ZOR ZAMANLAR
Yazar:Marıo Vargas Llosa
Yayınevi:Can yayınları
Türü:Edebiyat/Roman
Çevirmen:Süleyman Doğru
Marıo Vargas Llosa Latin Amerika edebiyatında önemli bir yazar.
Latin Amerika girift ilişkilerin, mafyatik düzenin otoriterlikle birlikte yürüdüğü ayrı bir dünya..
Bu dünyanın bu şekilde olmasının en önemli aktörü ABD..
Bu ülkeler, ABD'nin soğuk savaş sonrasında bu bölgeleri Komünizm tehlikesinden korumak, buralarda hegemonik bir düzen kurarak yönetmek istediği ülkeler kümesi..
Bu bölgede, Fidel Castro'nun Küba'sı Amerika'nın korkulu rüyası..
Benzer bir yönetimin, Guatemala, Kolombiya, Arjantin, Dominik, Peru, Venezuela, Meksika, Honduras vb ülkelerde olmaması için yoğun çaba harcadığı, orada Amerikan düzeni dışında bağımsız demokrasinin yeşermesinin tehlikelerine karşı kullanabileceği otoriter liderleri kimi zaman desteklediği, kimi zamanda ipleri elinden kaçırmamak için komünistlik suçlamasıyla hizaya sokmak, kontrol altında tutmak için suç işlemelerine göz yumduğu bir siyasal düzenin egemen olduğu ülkeler.
Romanda aynı zamanda bir meyve tüccarının imtiyazlarını korumak için gösterilen çabanın,Tarım reformuyla ülke tarımını değiştirmek isteyen yönetimle yapılan kavganın komünistlik suçlamasıyla örtülme gayreti..
Kitabın sonunda kendisiyle röportaj yapılan Martita/Marta'nın başına gelen hamilelik olayı ve bu olay üzerine babasının arkadaşı doktor Efren zoraki gerçekleşen evlilik..
Bu evlilikten sonra başından geçenler, ülkeyi yöneten bir liderle yaşadığı metres hayatı, birlikte olduğu insanlara karşı yapılan itibar suikastleri, Amerikan elçiliği üzerinden CIA'nın ülkelerde yaptığı siyasi operasyonlar, suikastler, darbeler..
Soğuk savaş yıllarında Latin Amerika ülkelerinde gerçekleşen darbeler, darbeler sonrasında muhalif diyerek insanlara yapılan zulümler, tutuklamalar, katliamlar, infazlar, sürgünler..
Romanı okurken ister istemez insan ülkesinde yaşanan siyasi çalkantılarla irtibat kurarak ülkesinin tarihiyle de ilinti kuruyor..
Benzer konular aynı yazarın Dominik Cumhuriyetinde yaşananlar üzerine yazdığı “Teke Şenliği” romanında da tarihe not düşülmüştür.
Bu ve benzer ülkelerin yaşadıkları Amerikan rüyasının doğurduğu siyasi, ekonomik, askeri ve en önemlisi insani maliyeti düşünüyor insan..

# # #

Zor Zamanlar romanını ele alan metinde "Bu bölgede, Fidel" ifadesinden "egemen olduğu ülkeler." ifadesine kadar uzanan bölümü hiçbir değişiklik yapmadan alıntılayın.

# # #

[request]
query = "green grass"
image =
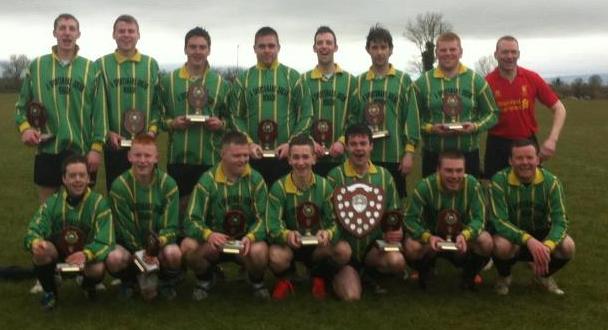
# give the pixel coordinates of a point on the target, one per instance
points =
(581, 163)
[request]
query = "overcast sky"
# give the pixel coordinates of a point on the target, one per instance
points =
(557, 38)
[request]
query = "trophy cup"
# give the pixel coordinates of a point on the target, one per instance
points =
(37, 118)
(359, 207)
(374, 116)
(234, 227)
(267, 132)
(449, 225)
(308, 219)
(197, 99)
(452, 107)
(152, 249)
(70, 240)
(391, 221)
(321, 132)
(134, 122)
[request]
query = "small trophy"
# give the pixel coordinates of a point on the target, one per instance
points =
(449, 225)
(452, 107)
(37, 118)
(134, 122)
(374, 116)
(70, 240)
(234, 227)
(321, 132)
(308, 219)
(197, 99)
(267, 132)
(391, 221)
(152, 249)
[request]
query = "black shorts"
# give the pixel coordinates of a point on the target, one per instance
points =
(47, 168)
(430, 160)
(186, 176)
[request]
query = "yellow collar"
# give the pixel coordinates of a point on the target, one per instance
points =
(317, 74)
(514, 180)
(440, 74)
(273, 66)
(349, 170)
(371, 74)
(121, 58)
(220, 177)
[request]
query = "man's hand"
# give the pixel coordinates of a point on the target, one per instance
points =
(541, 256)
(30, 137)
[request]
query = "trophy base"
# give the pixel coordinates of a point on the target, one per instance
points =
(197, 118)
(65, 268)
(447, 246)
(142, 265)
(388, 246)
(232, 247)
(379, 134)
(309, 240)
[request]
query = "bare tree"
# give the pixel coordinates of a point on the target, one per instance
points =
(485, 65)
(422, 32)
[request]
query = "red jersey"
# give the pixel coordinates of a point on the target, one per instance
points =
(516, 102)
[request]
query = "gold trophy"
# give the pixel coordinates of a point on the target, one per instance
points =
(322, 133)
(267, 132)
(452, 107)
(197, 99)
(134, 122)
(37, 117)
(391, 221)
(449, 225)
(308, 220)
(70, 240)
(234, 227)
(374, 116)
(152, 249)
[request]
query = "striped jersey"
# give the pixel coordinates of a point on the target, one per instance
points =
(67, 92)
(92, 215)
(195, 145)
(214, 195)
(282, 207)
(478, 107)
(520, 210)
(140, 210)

# # #

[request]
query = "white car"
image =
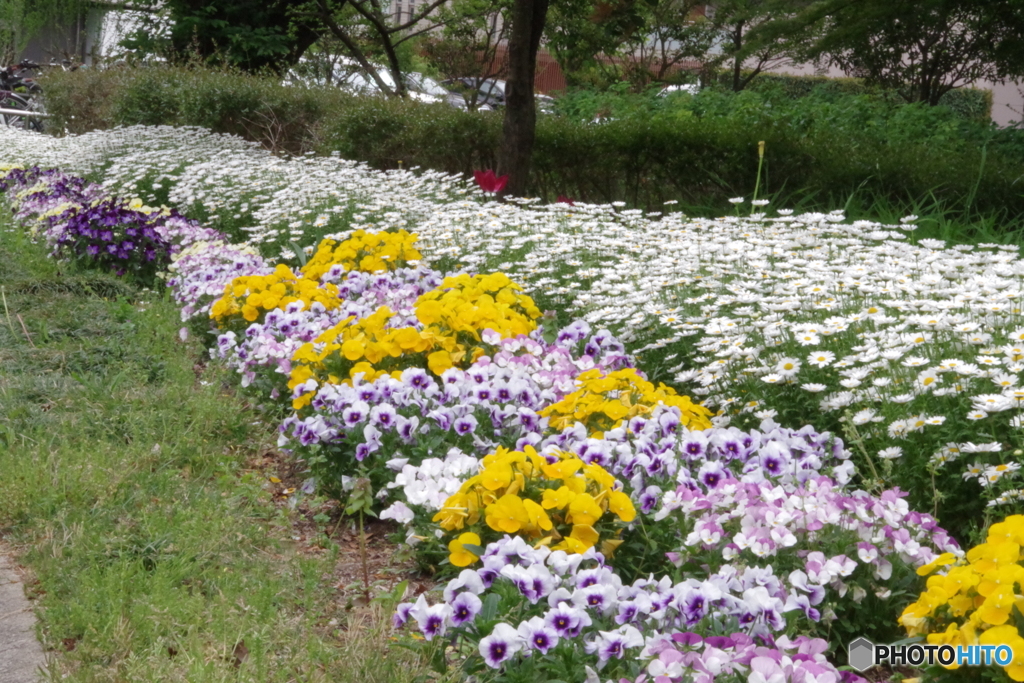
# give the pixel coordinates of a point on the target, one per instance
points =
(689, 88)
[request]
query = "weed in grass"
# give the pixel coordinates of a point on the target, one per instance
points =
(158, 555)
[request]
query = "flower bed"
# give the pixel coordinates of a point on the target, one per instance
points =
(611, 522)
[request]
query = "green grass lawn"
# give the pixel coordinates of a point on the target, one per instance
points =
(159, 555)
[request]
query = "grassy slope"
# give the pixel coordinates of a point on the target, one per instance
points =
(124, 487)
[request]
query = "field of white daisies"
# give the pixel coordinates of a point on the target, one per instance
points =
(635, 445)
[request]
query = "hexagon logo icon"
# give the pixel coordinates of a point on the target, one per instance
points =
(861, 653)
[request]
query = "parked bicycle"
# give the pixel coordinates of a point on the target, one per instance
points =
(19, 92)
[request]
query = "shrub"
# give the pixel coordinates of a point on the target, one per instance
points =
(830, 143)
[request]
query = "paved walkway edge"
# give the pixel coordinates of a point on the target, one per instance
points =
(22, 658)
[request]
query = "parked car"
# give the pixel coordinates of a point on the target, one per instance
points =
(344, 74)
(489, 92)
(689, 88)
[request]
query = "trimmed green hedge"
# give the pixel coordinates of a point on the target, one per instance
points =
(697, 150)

# # #

Doğru Çıktı:
Bu bölgede, Fidel Castro'nun Küba'sı Amerika'nın korkulu rüyası..
Benzer bir yönetimin, Guatemala, Kolombiya, Arjantin, Dominik, Peru, Venezuela, Meksika, Honduras vb ülkelerde olmaması için yoğun çaba harcadığı, orada Amerikan düzeni dışında bağımsız demokrasinin yeşermesinin tehlikelerine karşı kullanabileceği otoriter liderleri kimi zaman desteklediği, kimi zamanda ipleri elinden kaçırmamak için komünistlik suçlamasıyla hizaya sokmak, kontrol altında tutmak için suç işlemelerine göz yumduğu bir siyasal düzenin egemen olduğu ülkeler.